## Required work
Aside from the pictures, copy the listing exactly.

## Input
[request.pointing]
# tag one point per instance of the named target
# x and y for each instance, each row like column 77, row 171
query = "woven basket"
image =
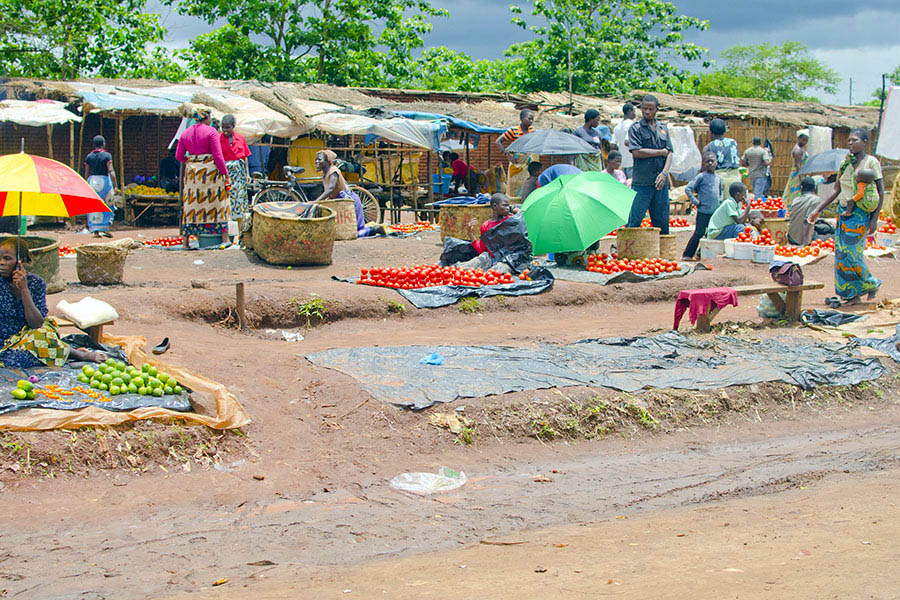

## Result for this task
[request.pointing]
# tag one point per instance of the named target
# x and y for each instance, each row like column 77, row 171
query = "woven basket"
image =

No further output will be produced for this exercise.